Point annotation data

>> Begin

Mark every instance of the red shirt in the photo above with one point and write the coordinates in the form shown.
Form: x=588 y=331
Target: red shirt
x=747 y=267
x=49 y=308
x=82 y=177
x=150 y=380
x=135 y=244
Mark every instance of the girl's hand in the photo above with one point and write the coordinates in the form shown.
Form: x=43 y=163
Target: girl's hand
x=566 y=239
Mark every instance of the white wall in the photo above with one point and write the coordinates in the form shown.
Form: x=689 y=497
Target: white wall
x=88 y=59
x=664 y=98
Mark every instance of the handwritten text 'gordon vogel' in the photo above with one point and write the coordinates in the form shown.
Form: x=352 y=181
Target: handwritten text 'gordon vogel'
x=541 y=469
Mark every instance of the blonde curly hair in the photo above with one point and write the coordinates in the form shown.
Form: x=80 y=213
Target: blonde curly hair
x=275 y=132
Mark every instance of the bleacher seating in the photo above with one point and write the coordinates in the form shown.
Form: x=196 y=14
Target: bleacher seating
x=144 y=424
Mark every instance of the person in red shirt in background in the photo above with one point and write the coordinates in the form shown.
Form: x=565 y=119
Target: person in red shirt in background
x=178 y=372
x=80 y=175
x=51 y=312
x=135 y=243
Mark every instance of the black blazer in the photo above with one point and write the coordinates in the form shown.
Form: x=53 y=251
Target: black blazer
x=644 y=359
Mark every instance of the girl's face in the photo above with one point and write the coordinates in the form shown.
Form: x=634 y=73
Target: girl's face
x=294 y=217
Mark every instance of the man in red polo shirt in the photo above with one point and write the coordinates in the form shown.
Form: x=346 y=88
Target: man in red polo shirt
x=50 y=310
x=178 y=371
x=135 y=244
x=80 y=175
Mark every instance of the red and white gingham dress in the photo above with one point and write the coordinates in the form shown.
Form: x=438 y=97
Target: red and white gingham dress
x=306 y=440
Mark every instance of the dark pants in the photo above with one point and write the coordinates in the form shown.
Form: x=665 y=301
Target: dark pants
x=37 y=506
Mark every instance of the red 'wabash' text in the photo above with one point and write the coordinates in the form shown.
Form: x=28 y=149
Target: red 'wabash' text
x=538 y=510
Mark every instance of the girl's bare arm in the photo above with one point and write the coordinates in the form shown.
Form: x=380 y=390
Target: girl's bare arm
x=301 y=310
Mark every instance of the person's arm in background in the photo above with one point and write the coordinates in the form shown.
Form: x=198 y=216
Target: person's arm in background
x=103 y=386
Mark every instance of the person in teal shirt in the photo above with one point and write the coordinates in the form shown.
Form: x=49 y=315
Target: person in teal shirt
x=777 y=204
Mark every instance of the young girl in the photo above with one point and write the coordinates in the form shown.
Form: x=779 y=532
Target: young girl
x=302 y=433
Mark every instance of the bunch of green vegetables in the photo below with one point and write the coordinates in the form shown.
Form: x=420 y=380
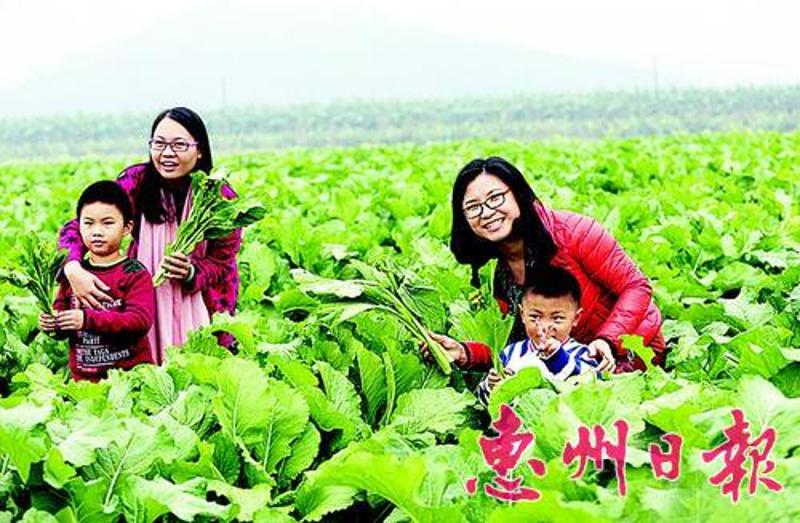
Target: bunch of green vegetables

>> End

--- Task to complete ---
Echo the entire listing above word for word, omitting the pictures.

--- Full output ---
Mark every instance of the red shirt in the photo above with one point and write the coordinates in the form shown.
Form: x=588 y=331
Target: red shirt
x=747 y=267
x=49 y=308
x=82 y=177
x=150 y=380
x=135 y=244
Mark every instance of the girl's hand in the photo above with one point and write the coordinates in the form shown.
Form: x=43 y=163
Target: girl's hand
x=566 y=239
Mark every instance of the white wall in the photo above with one point and write the coordinates in the form shown.
Form: x=689 y=497
Target: white wall
x=88 y=59
x=664 y=98
Mark every instance of the handwritten text 'gordon vogel' in the photo above with one point and write the coordinates in the form shown.
Form: x=352 y=181
Target: handwritten text 'gordon vogel'
x=541 y=469
Mark every instance of the blonde curly hair in the photo above with one point and write the coordinates in the form shown.
Form: x=80 y=213
Target: blonde curly hair
x=275 y=132
Mark every instance of the bleacher seating in the photo above with one point and write the coordinates in the form shown.
Form: x=196 y=14
Target: bleacher seating
x=144 y=424
Mark every instance of the person in red shirt in background in the photo above with one point and write the coordinates in the form shown.
Form: x=565 y=119
Target: person in red shirt in background
x=178 y=372
x=80 y=175
x=51 y=312
x=135 y=243
Mark every instance of the black blazer in the photo above with one point and write the coordinates in the form shown.
Form: x=53 y=251
Target: black blazer
x=644 y=359
Mark every instance of the girl's face in the photo above with one point and write the coordinates in the form shown.
Form: x=634 y=73
Target: girl's face
x=294 y=217
Mark every instance of the man in red polo shirt in the photo above with one point and write the coordinates in the form shown.
Form: x=346 y=88
Target: man in red polo shirt
x=50 y=310
x=178 y=371
x=135 y=244
x=80 y=175
Mark every instance of the red and white gingham dress in the photo above with one point and write the coordinates in the form shown.
Form: x=438 y=97
Target: red and white gingham dress
x=306 y=440
Mark every instance of the dark pants in the photo above with one point and write the coordinates in the form shown.
Form: x=665 y=301
Target: dark pants
x=37 y=506
Mark every instance of the red 'wabash' text in the photo above with one point and write the coordinates in the form shown.
Form: x=28 y=149
Target: red 'wabash' text
x=538 y=510
Mark every instance of the girl's bare arm in the photo above with one point and write the coordinates in the form shown.
Form: x=380 y=390
Target: girl's bare arm
x=301 y=310
Mark every instance of the person's arm in background in the photo above with one point and write the coordinates in the form shown.
Form: x=198 y=216
Target: person's arm in background
x=103 y=386
Mark every instance of the person in teal shirt in the photo above with one point and write the coordinates in the form shown.
Form: x=49 y=315
Target: person in teal shirt
x=777 y=204
Mark every instance of the young girl in the photo above with one point and write the coordinates in the form shown.
Form: x=779 y=532
Target: young girl
x=302 y=433
Mark every instance of the bunch of green vegetables in the photo below with one point and write the coordinates in the form shown.
Form: x=420 y=380
Target: bunch of green vegetables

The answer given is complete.